• The request: Every line of the material below should be repeated exactly.

— start of Records to process —

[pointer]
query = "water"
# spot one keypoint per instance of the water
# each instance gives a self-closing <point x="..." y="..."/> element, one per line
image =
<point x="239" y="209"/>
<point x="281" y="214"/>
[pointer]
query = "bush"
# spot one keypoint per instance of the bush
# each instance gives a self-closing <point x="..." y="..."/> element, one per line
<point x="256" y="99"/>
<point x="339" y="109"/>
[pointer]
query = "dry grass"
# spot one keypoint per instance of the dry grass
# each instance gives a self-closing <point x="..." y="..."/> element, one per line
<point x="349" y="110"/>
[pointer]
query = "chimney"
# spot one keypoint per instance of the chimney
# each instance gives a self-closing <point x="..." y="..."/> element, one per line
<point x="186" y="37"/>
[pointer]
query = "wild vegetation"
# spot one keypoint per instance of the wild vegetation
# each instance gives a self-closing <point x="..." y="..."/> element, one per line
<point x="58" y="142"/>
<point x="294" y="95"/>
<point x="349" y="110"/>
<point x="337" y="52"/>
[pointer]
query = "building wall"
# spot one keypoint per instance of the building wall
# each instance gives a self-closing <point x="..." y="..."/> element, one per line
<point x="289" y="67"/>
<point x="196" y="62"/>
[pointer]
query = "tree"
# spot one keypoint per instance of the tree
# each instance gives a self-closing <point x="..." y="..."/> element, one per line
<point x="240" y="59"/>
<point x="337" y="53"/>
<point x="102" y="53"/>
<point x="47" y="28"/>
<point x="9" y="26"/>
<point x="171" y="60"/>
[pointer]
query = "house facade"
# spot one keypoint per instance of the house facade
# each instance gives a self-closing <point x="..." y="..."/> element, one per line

— end of Records to process —

• Solution to this task:
[pointer]
query = "water"
# spot one keypoint per instance of the water
# each instance gives a self-closing <point x="..." y="..."/> element, one per line
image =
<point x="239" y="209"/>
<point x="281" y="214"/>
[pointer]
query = "bush"
# spot one keypoint per instance of the bush
# each instance gives a self-closing <point x="..." y="..."/> element, one per line
<point x="256" y="99"/>
<point x="339" y="109"/>
[pointer]
query = "dry grass"
# spot one keypoint per instance of the dry grass
# each instance gives a self-closing <point x="..." y="..."/> element, one per line
<point x="349" y="110"/>
[pointer]
query = "chimney"
# spot one keypoint per instance of the chimney
# each instance gives a self-closing <point x="..." y="..."/> element, one per line
<point x="186" y="37"/>
[pointer]
query = "wild vegetation"
# spot one keypoint per instance of the wild vegetation
# each instance gives a self-closing <point x="..." y="..."/> element, one per line
<point x="58" y="142"/>
<point x="294" y="95"/>
<point x="349" y="110"/>
<point x="337" y="52"/>
[pointer]
query = "building wall"
# spot one keypoint per instance of the building wall
# each instance gives a self-closing <point x="..." y="..."/> element, one per line
<point x="289" y="67"/>
<point x="196" y="62"/>
[pointer]
query = "tree"
# spot one keypoint per instance of the tree
# each instance gives a self-closing <point x="..." y="..."/> element, one per line
<point x="240" y="59"/>
<point x="337" y="53"/>
<point x="102" y="53"/>
<point x="47" y="28"/>
<point x="9" y="26"/>
<point x="171" y="60"/>
[pointer]
query = "house facade"
# spot one keypoint per instance of the house facade
# each instance gives a self-closing <point x="..." y="..."/> element, one per line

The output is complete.